■ **Aim of the task**: Looking at the data below, how many lines include the word "spoon"? Respond with the number only.
::::
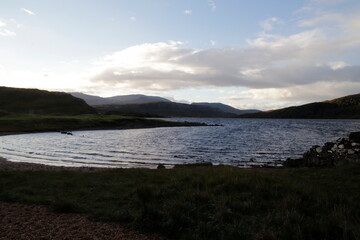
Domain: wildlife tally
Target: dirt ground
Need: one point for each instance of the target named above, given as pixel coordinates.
(32, 222)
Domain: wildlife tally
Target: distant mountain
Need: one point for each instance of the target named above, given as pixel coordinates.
(164, 109)
(345, 107)
(34, 101)
(125, 99)
(226, 108)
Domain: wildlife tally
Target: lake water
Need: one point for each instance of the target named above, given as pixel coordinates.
(239, 142)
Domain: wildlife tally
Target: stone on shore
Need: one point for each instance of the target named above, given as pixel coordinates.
(342, 151)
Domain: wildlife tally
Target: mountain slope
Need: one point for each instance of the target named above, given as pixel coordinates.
(34, 101)
(125, 99)
(226, 108)
(345, 107)
(164, 109)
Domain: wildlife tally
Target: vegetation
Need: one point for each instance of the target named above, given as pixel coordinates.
(164, 109)
(345, 107)
(34, 101)
(204, 202)
(41, 123)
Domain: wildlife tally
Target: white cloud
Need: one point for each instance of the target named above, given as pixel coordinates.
(187, 12)
(212, 4)
(323, 19)
(2, 23)
(27, 11)
(7, 33)
(268, 24)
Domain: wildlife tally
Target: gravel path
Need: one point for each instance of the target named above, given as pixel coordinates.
(32, 222)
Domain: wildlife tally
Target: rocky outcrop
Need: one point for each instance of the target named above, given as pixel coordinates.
(342, 151)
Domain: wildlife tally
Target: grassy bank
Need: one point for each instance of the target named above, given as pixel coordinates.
(204, 202)
(42, 123)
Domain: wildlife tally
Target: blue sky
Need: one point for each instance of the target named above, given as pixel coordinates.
(249, 54)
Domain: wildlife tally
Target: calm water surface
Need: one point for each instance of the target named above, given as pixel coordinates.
(239, 142)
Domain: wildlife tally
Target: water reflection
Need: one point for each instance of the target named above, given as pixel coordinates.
(239, 142)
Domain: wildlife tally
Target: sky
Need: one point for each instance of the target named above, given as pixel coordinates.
(249, 54)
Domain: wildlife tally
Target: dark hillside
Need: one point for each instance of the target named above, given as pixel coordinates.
(346, 107)
(164, 109)
(34, 101)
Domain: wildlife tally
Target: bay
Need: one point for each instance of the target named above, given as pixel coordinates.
(237, 142)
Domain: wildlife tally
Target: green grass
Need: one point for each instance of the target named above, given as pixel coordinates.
(42, 123)
(204, 202)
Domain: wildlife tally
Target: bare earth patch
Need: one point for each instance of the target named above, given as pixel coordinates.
(20, 222)
(32, 222)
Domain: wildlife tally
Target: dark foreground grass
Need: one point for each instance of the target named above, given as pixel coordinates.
(204, 202)
(43, 123)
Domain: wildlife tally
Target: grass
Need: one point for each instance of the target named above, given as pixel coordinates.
(219, 202)
(42, 123)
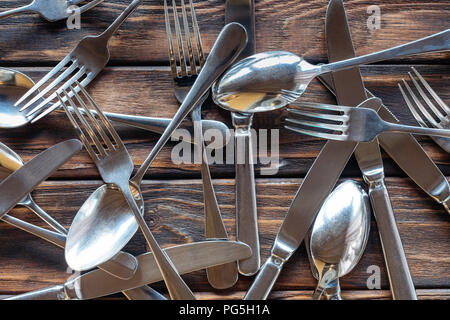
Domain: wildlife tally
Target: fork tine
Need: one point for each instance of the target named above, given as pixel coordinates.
(328, 136)
(47, 77)
(181, 53)
(81, 134)
(96, 123)
(60, 78)
(65, 86)
(56, 105)
(102, 117)
(411, 108)
(419, 105)
(432, 92)
(321, 125)
(430, 104)
(192, 66)
(201, 55)
(173, 64)
(331, 117)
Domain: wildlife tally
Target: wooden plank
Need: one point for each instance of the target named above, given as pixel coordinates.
(148, 91)
(296, 26)
(175, 214)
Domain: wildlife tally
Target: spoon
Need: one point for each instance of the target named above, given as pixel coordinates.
(14, 84)
(10, 162)
(338, 237)
(271, 80)
(105, 222)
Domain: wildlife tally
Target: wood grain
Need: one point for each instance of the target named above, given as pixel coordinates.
(295, 26)
(148, 91)
(174, 212)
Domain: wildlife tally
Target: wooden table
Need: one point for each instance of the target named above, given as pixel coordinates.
(137, 81)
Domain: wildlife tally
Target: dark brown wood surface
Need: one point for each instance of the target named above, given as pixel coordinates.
(137, 81)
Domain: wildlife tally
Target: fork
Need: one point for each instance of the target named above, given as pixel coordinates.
(82, 64)
(184, 76)
(431, 116)
(52, 10)
(115, 166)
(344, 123)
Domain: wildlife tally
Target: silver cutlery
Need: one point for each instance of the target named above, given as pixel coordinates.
(243, 12)
(82, 64)
(14, 84)
(432, 116)
(345, 123)
(338, 237)
(22, 181)
(10, 162)
(122, 266)
(316, 186)
(350, 90)
(271, 80)
(187, 258)
(184, 73)
(51, 10)
(106, 212)
(404, 149)
(116, 167)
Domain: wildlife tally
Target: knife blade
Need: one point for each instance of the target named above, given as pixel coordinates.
(186, 258)
(350, 90)
(21, 182)
(243, 12)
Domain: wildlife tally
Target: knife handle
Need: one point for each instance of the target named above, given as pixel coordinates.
(246, 209)
(266, 278)
(51, 293)
(402, 286)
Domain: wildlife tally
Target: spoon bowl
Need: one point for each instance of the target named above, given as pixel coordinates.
(13, 84)
(340, 232)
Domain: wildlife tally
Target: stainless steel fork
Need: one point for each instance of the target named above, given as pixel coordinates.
(433, 116)
(83, 64)
(51, 10)
(115, 166)
(347, 123)
(184, 75)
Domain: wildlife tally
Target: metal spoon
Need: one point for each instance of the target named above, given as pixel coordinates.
(338, 237)
(105, 223)
(271, 80)
(14, 84)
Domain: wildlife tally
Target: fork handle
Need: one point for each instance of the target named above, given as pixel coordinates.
(107, 34)
(177, 288)
(246, 208)
(416, 130)
(8, 13)
(436, 42)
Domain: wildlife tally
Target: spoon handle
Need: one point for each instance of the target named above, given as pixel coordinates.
(177, 288)
(436, 42)
(228, 46)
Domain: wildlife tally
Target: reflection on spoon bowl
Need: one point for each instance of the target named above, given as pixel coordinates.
(13, 85)
(93, 234)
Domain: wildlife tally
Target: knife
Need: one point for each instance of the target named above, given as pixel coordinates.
(186, 258)
(350, 90)
(243, 12)
(22, 181)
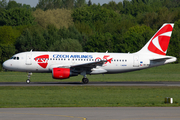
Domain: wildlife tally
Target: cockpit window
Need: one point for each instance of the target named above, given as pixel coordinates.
(15, 58)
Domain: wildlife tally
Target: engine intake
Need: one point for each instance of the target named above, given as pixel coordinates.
(62, 73)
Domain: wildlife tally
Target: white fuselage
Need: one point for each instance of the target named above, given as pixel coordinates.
(116, 62)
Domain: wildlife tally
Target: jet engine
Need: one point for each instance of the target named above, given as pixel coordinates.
(62, 73)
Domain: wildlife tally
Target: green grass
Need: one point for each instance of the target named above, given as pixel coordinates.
(83, 96)
(170, 72)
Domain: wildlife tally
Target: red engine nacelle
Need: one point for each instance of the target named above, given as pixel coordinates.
(60, 73)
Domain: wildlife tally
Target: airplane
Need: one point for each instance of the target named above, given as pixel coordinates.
(63, 65)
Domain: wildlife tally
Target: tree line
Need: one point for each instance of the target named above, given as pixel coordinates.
(74, 25)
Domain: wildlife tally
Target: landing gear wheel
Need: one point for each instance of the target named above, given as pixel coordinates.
(85, 80)
(28, 81)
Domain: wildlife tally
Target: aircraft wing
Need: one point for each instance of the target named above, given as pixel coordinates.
(89, 65)
(161, 59)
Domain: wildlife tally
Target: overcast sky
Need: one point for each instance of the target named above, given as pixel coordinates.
(33, 3)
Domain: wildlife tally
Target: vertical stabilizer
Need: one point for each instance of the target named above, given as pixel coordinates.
(158, 44)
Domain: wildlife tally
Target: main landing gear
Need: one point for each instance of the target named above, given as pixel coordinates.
(29, 76)
(85, 80)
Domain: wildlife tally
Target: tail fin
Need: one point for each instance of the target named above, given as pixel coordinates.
(158, 44)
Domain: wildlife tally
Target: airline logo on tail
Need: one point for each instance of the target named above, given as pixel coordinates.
(42, 60)
(159, 43)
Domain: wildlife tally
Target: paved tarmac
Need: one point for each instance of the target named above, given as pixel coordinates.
(91, 113)
(91, 84)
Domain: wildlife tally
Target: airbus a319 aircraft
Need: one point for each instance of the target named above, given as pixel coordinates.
(63, 65)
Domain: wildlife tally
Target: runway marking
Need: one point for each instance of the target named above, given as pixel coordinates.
(151, 118)
(81, 118)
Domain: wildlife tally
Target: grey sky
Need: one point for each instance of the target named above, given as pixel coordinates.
(33, 3)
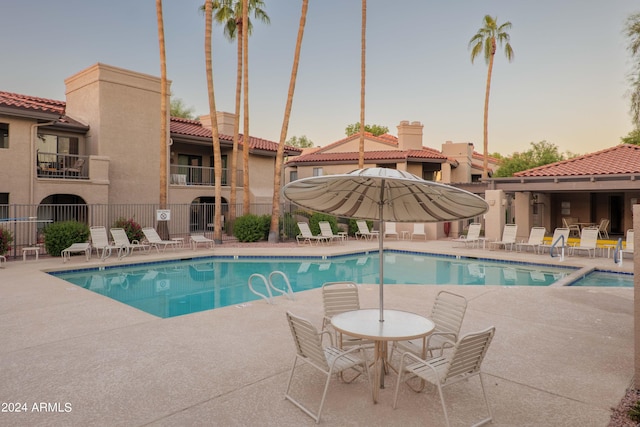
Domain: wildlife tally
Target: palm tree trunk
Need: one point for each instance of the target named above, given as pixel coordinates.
(163, 230)
(217, 160)
(245, 138)
(362, 85)
(274, 234)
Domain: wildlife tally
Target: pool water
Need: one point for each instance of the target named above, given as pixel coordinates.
(174, 288)
(606, 279)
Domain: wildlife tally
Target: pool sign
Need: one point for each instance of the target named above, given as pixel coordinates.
(163, 214)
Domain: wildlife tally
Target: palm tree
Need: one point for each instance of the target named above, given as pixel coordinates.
(217, 159)
(485, 41)
(362, 80)
(229, 14)
(274, 234)
(162, 225)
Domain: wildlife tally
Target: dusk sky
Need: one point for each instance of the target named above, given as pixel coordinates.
(567, 84)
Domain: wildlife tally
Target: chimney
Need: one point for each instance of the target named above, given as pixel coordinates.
(410, 135)
(226, 122)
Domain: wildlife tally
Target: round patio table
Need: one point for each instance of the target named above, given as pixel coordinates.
(397, 326)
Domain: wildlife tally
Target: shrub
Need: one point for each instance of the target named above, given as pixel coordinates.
(5, 241)
(60, 235)
(132, 228)
(251, 228)
(317, 217)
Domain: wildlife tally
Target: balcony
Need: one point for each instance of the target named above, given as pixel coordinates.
(200, 175)
(62, 166)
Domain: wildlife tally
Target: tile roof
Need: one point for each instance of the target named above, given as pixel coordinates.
(620, 159)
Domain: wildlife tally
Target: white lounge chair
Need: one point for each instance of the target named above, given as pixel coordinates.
(460, 365)
(196, 239)
(536, 237)
(364, 232)
(418, 230)
(390, 229)
(328, 360)
(76, 248)
(508, 238)
(127, 246)
(155, 241)
(472, 237)
(588, 242)
(307, 236)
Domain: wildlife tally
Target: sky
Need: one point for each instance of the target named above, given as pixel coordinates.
(567, 83)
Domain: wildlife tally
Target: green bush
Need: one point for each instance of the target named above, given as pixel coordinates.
(317, 217)
(60, 235)
(251, 228)
(132, 228)
(5, 241)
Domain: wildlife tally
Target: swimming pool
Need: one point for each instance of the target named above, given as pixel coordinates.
(174, 288)
(605, 279)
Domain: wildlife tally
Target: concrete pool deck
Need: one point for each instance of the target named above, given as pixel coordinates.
(561, 356)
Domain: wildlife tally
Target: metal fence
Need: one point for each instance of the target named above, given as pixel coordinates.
(26, 222)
::::
■ **Solution to this task**: 5